─── Passage to read ───

= Crean shadow ministry =

Shadow ministry of Australia (2001–2003)

The Shadow Ministry of Simon Crean was the opposition Australian Labor Party shadow ministry of Australia from November 2001 to December 2003, opposing John Howard's Coalition ministry.

The shadow cabinet is a group of senior Opposition spokespeople who form an alternative Cabinet to the government's, whose members shadow or mark each individual Minister or portfolio of the Government.

Simon Crean became Leader of the Opposition upon his election as leader of the Australian Labor Party on 11 November 2001, and appointed his first Shadow Cabinet on 22 November.

─── Supplied records ───

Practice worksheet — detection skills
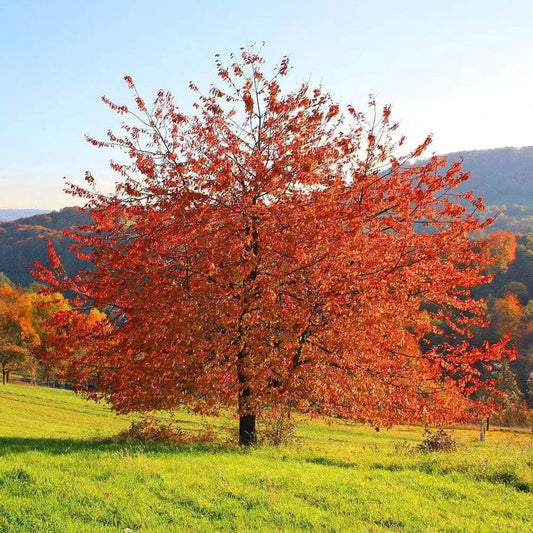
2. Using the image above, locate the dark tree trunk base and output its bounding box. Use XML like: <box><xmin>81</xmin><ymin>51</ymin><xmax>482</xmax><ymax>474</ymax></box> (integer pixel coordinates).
<box><xmin>239</xmin><ymin>415</ymin><xmax>257</xmax><ymax>446</ymax></box>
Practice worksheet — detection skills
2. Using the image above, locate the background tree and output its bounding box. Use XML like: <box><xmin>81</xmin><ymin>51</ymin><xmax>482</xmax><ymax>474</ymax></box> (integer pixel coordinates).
<box><xmin>36</xmin><ymin>50</ymin><xmax>504</xmax><ymax>444</ymax></box>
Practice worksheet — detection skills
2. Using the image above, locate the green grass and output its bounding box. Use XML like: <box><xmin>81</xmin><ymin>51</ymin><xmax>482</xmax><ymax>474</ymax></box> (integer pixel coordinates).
<box><xmin>0</xmin><ymin>385</ymin><xmax>533</xmax><ymax>533</ymax></box>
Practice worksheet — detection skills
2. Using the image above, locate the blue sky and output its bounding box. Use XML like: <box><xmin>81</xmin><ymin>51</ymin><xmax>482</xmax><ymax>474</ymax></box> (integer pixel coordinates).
<box><xmin>0</xmin><ymin>0</ymin><xmax>533</xmax><ymax>209</ymax></box>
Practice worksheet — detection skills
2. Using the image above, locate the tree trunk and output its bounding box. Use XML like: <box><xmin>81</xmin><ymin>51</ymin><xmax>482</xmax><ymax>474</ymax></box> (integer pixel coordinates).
<box><xmin>239</xmin><ymin>415</ymin><xmax>257</xmax><ymax>446</ymax></box>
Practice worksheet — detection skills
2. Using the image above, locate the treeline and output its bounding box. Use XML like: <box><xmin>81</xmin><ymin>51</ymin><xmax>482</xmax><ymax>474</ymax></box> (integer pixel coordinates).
<box><xmin>0</xmin><ymin>207</ymin><xmax>89</xmax><ymax>287</ymax></box>
<box><xmin>0</xmin><ymin>273</ymin><xmax>104</xmax><ymax>385</ymax></box>
<box><xmin>475</xmin><ymin>231</ymin><xmax>533</xmax><ymax>425</ymax></box>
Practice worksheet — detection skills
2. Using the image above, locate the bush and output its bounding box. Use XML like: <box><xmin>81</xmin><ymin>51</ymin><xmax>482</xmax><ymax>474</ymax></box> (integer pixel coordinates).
<box><xmin>117</xmin><ymin>417</ymin><xmax>218</xmax><ymax>443</ymax></box>
<box><xmin>260</xmin><ymin>414</ymin><xmax>296</xmax><ymax>446</ymax></box>
<box><xmin>417</xmin><ymin>427</ymin><xmax>457</xmax><ymax>453</ymax></box>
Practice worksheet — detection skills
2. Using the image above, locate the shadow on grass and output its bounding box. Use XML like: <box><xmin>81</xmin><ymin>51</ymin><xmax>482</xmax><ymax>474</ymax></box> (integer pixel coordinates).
<box><xmin>0</xmin><ymin>437</ymin><xmax>239</xmax><ymax>457</ymax></box>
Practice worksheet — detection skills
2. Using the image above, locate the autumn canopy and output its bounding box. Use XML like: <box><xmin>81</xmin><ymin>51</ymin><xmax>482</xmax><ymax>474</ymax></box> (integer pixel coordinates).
<box><xmin>34</xmin><ymin>50</ymin><xmax>505</xmax><ymax>444</ymax></box>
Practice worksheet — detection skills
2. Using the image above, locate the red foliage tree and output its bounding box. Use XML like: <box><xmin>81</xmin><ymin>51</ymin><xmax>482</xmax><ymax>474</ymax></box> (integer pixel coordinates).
<box><xmin>34</xmin><ymin>50</ymin><xmax>504</xmax><ymax>444</ymax></box>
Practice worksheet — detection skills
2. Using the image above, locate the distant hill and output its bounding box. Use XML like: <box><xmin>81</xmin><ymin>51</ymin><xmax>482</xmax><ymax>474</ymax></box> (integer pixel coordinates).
<box><xmin>0</xmin><ymin>146</ymin><xmax>533</xmax><ymax>285</ymax></box>
<box><xmin>0</xmin><ymin>207</ymin><xmax>90</xmax><ymax>286</ymax></box>
<box><xmin>436</xmin><ymin>146</ymin><xmax>533</xmax><ymax>208</ymax></box>
<box><xmin>0</xmin><ymin>209</ymin><xmax>49</xmax><ymax>222</ymax></box>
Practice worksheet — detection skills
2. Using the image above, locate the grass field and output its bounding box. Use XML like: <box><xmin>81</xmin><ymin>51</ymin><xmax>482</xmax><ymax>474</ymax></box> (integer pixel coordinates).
<box><xmin>0</xmin><ymin>384</ymin><xmax>533</xmax><ymax>533</ymax></box>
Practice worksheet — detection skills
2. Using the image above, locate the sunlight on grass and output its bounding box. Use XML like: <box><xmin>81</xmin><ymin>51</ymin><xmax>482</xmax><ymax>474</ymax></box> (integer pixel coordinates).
<box><xmin>0</xmin><ymin>385</ymin><xmax>533</xmax><ymax>533</ymax></box>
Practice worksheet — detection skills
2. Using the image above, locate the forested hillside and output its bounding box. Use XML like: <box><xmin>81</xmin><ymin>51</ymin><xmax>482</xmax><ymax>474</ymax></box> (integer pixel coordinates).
<box><xmin>0</xmin><ymin>207</ymin><xmax>88</xmax><ymax>286</ymax></box>
<box><xmin>436</xmin><ymin>146</ymin><xmax>533</xmax><ymax>208</ymax></box>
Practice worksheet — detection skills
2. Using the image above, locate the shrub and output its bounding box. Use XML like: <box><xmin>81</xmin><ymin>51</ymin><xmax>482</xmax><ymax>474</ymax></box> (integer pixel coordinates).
<box><xmin>417</xmin><ymin>427</ymin><xmax>457</xmax><ymax>453</ymax></box>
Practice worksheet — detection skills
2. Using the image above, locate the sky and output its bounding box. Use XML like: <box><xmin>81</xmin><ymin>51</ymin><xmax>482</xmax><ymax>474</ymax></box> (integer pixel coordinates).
<box><xmin>0</xmin><ymin>0</ymin><xmax>533</xmax><ymax>209</ymax></box>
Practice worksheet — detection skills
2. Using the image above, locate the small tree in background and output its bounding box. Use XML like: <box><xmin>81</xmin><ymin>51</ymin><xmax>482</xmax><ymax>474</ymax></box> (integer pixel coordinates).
<box><xmin>37</xmin><ymin>50</ymin><xmax>505</xmax><ymax>445</ymax></box>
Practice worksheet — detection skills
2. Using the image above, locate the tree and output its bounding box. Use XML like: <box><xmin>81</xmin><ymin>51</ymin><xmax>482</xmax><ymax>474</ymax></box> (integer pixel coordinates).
<box><xmin>485</xmin><ymin>230</ymin><xmax>516</xmax><ymax>274</ymax></box>
<box><xmin>0</xmin><ymin>283</ymin><xmax>75</xmax><ymax>384</ymax></box>
<box><xmin>36</xmin><ymin>50</ymin><xmax>505</xmax><ymax>445</ymax></box>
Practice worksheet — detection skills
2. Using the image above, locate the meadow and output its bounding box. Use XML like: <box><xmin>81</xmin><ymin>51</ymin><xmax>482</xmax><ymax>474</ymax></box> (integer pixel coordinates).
<box><xmin>0</xmin><ymin>384</ymin><xmax>533</xmax><ymax>533</ymax></box>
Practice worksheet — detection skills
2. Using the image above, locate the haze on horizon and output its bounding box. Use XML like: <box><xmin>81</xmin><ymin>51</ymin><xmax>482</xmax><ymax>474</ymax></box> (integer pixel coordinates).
<box><xmin>0</xmin><ymin>0</ymin><xmax>533</xmax><ymax>209</ymax></box>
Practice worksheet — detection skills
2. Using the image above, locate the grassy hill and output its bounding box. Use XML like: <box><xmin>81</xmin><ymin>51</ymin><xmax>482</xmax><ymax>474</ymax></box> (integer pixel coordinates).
<box><xmin>0</xmin><ymin>384</ymin><xmax>533</xmax><ymax>533</ymax></box>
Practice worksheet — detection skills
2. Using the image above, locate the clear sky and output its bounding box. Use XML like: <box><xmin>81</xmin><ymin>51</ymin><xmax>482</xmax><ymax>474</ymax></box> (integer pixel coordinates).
<box><xmin>0</xmin><ymin>0</ymin><xmax>533</xmax><ymax>209</ymax></box>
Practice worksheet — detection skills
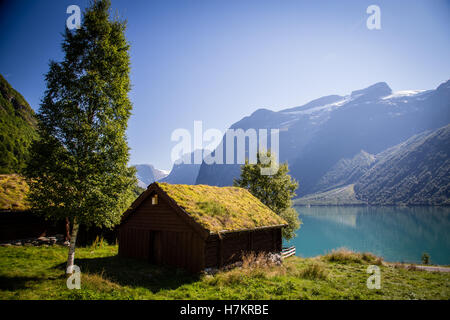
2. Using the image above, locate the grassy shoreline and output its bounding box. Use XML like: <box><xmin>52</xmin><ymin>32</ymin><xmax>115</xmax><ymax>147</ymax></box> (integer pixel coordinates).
<box><xmin>0</xmin><ymin>246</ymin><xmax>450</xmax><ymax>300</ymax></box>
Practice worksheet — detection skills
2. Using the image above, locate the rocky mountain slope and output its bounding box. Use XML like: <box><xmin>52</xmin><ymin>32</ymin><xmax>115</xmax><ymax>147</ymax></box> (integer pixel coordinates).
<box><xmin>196</xmin><ymin>81</ymin><xmax>450</xmax><ymax>196</ymax></box>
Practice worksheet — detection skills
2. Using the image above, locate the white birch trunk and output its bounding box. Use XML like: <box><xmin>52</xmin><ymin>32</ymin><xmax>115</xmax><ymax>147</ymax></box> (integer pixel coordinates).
<box><xmin>66</xmin><ymin>218</ymin><xmax>79</xmax><ymax>274</ymax></box>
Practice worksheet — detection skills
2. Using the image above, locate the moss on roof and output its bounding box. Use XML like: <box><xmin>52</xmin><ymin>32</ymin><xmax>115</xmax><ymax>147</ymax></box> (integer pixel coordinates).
<box><xmin>157</xmin><ymin>183</ymin><xmax>286</xmax><ymax>232</ymax></box>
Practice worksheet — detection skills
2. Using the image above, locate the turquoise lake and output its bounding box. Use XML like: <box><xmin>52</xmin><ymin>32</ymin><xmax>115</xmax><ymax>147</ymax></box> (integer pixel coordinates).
<box><xmin>285</xmin><ymin>206</ymin><xmax>450</xmax><ymax>265</ymax></box>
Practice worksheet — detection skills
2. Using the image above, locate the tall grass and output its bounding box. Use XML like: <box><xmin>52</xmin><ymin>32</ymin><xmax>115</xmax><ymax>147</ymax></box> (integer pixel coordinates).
<box><xmin>324</xmin><ymin>248</ymin><xmax>383</xmax><ymax>265</ymax></box>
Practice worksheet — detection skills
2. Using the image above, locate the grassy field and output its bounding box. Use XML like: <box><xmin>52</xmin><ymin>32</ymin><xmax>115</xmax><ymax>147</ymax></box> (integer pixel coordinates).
<box><xmin>0</xmin><ymin>245</ymin><xmax>450</xmax><ymax>299</ymax></box>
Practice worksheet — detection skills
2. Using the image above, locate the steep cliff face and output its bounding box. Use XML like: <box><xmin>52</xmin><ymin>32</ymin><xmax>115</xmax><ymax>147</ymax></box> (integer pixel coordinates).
<box><xmin>196</xmin><ymin>81</ymin><xmax>450</xmax><ymax>196</ymax></box>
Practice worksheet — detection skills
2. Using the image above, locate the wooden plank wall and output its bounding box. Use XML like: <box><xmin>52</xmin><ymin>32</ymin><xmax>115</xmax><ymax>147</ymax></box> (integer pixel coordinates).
<box><xmin>205</xmin><ymin>228</ymin><xmax>282</xmax><ymax>268</ymax></box>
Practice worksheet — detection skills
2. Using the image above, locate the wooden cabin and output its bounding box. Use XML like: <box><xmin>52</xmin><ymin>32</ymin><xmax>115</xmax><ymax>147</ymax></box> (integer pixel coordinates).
<box><xmin>119</xmin><ymin>182</ymin><xmax>286</xmax><ymax>272</ymax></box>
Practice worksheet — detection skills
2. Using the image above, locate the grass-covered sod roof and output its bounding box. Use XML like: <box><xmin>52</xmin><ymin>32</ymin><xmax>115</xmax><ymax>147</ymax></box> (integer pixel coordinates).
<box><xmin>157</xmin><ymin>183</ymin><xmax>286</xmax><ymax>232</ymax></box>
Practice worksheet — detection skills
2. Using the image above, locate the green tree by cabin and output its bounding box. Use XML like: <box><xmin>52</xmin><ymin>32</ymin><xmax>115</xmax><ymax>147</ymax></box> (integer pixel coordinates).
<box><xmin>26</xmin><ymin>0</ymin><xmax>136</xmax><ymax>273</ymax></box>
<box><xmin>234</xmin><ymin>151</ymin><xmax>301</xmax><ymax>240</ymax></box>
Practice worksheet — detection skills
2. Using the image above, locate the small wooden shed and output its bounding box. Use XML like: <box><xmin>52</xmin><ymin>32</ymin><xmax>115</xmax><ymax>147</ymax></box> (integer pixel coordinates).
<box><xmin>119</xmin><ymin>182</ymin><xmax>286</xmax><ymax>272</ymax></box>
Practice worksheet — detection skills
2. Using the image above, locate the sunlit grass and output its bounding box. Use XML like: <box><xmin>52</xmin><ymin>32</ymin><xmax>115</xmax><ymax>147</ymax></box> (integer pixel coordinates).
<box><xmin>0</xmin><ymin>245</ymin><xmax>450</xmax><ymax>300</ymax></box>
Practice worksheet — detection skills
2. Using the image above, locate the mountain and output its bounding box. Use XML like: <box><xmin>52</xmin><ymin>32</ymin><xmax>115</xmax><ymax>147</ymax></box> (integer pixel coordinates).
<box><xmin>196</xmin><ymin>81</ymin><xmax>450</xmax><ymax>196</ymax></box>
<box><xmin>355</xmin><ymin>125</ymin><xmax>450</xmax><ymax>205</ymax></box>
<box><xmin>0</xmin><ymin>75</ymin><xmax>37</xmax><ymax>173</ymax></box>
<box><xmin>134</xmin><ymin>164</ymin><xmax>168</xmax><ymax>188</ymax></box>
<box><xmin>161</xmin><ymin>150</ymin><xmax>201</xmax><ymax>184</ymax></box>
<box><xmin>294</xmin><ymin>125</ymin><xmax>450</xmax><ymax>205</ymax></box>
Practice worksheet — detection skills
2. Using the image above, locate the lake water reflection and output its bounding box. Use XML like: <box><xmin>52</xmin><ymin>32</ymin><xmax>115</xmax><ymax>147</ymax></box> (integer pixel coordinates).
<box><xmin>286</xmin><ymin>206</ymin><xmax>450</xmax><ymax>264</ymax></box>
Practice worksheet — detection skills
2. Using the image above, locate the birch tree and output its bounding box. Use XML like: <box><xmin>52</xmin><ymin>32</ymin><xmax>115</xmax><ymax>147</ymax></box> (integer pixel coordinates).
<box><xmin>233</xmin><ymin>151</ymin><xmax>301</xmax><ymax>240</ymax></box>
<box><xmin>26</xmin><ymin>0</ymin><xmax>136</xmax><ymax>274</ymax></box>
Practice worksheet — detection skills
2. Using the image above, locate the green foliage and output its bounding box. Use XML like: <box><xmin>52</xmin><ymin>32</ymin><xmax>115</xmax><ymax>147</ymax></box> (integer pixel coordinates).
<box><xmin>26</xmin><ymin>0</ymin><xmax>136</xmax><ymax>228</ymax></box>
<box><xmin>198</xmin><ymin>201</ymin><xmax>229</xmax><ymax>216</ymax></box>
<box><xmin>0</xmin><ymin>245</ymin><xmax>450</xmax><ymax>300</ymax></box>
<box><xmin>0</xmin><ymin>75</ymin><xmax>37</xmax><ymax>173</ymax></box>
<box><xmin>234</xmin><ymin>151</ymin><xmax>301</xmax><ymax>240</ymax></box>
<box><xmin>280</xmin><ymin>207</ymin><xmax>301</xmax><ymax>240</ymax></box>
<box><xmin>0</xmin><ymin>174</ymin><xmax>30</xmax><ymax>210</ymax></box>
<box><xmin>422</xmin><ymin>252</ymin><xmax>430</xmax><ymax>264</ymax></box>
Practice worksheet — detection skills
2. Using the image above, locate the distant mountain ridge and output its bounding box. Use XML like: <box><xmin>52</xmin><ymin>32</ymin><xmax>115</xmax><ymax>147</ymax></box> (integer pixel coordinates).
<box><xmin>134</xmin><ymin>164</ymin><xmax>168</xmax><ymax>188</ymax></box>
<box><xmin>196</xmin><ymin>81</ymin><xmax>450</xmax><ymax>200</ymax></box>
<box><xmin>161</xmin><ymin>150</ymin><xmax>202</xmax><ymax>184</ymax></box>
<box><xmin>295</xmin><ymin>125</ymin><xmax>450</xmax><ymax>205</ymax></box>
<box><xmin>0</xmin><ymin>75</ymin><xmax>37</xmax><ymax>173</ymax></box>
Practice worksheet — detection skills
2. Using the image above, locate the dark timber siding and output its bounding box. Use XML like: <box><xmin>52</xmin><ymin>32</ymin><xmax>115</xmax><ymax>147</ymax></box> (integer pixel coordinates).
<box><xmin>119</xmin><ymin>189</ymin><xmax>282</xmax><ymax>272</ymax></box>
<box><xmin>119</xmin><ymin>194</ymin><xmax>204</xmax><ymax>272</ymax></box>
<box><xmin>205</xmin><ymin>228</ymin><xmax>282</xmax><ymax>267</ymax></box>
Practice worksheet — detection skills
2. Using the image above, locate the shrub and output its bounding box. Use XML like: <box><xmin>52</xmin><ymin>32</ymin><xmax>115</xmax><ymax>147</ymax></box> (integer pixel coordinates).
<box><xmin>325</xmin><ymin>248</ymin><xmax>383</xmax><ymax>265</ymax></box>
<box><xmin>298</xmin><ymin>262</ymin><xmax>328</xmax><ymax>280</ymax></box>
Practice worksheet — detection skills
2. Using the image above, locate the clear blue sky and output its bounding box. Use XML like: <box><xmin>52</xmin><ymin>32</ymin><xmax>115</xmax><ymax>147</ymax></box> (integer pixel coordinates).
<box><xmin>0</xmin><ymin>0</ymin><xmax>450</xmax><ymax>169</ymax></box>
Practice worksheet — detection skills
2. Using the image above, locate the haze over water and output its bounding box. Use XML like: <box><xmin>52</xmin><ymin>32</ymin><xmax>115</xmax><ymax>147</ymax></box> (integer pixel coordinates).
<box><xmin>286</xmin><ymin>206</ymin><xmax>450</xmax><ymax>264</ymax></box>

───

*Task list:*
A. In the Crean shadow ministry text, replace "Australian Labor Party" with "ALP" throughout the stretch from "The shadow cabinet" through "on 22 November.", and give that stretch with the change.
B. Output the stretch of the rows from their start through the line that contains "2. Using the image above, locate the dark tree", including that line, but leave the pictures out.
The Crean shadow ministry text and the rows come from unrelated sources.

*Solved problems:*
A.
The shadow cabinet is a group of senior Opposition spokespeople who form an alternative Cabinet to the government's, whose members shadow or mark each individual Minister or portfolio of the Government.

Simon Crean became Leader of the Opposition upon his election as leader of the ALP on 11 November 2001, and appointed his first Shadow Cabinet on 22 November.

B.
Practice worksheet — detection skills
2. Using the image above, locate the dark tree trunk base and output its bounding box. Use XML like: <box><xmin>81</xmin><ymin>51</ymin><xmax>482</xmax><ymax>474</ymax></box> (integer pixel coordinates).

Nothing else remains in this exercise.